### Written exercise:
Could you rewrite the records below as a numbered list without blank lines, starting with the line that contains "Batch processing job — object class: smiling" and going on through the line that contains "249 342 328 406"?

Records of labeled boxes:

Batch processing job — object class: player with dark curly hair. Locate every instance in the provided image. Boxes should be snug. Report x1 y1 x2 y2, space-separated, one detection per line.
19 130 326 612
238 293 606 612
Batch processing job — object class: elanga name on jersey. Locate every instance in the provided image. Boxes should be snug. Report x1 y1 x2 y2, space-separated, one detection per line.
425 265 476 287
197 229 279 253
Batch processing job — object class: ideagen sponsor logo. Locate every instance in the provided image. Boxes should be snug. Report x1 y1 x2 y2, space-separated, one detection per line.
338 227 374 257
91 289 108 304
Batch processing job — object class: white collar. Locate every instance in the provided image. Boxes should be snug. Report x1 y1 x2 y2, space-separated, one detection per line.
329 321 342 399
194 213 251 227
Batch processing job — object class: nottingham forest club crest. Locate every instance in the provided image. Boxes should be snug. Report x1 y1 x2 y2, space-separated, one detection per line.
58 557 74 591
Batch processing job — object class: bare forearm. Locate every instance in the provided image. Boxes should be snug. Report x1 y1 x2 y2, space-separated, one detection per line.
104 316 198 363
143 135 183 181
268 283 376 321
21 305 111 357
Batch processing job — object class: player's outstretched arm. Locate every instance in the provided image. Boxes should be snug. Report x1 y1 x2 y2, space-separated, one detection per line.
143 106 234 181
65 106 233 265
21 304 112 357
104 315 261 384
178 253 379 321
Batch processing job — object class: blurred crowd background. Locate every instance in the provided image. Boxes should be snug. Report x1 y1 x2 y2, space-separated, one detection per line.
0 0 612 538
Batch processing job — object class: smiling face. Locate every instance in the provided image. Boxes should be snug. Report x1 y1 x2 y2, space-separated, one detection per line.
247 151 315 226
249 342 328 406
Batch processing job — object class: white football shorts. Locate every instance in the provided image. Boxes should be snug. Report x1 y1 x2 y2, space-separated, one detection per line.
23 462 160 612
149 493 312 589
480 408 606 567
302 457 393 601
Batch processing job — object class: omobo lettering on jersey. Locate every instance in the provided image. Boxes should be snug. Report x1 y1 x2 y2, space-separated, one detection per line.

### Expected answer:
1. Batch processing job — object class: smiling face. Locate every instance in the provided image. Boxes should be snug. Report x1 y1 x2 y2, space-separated, one detection per line.
2. 247 151 315 226
3. 249 342 328 406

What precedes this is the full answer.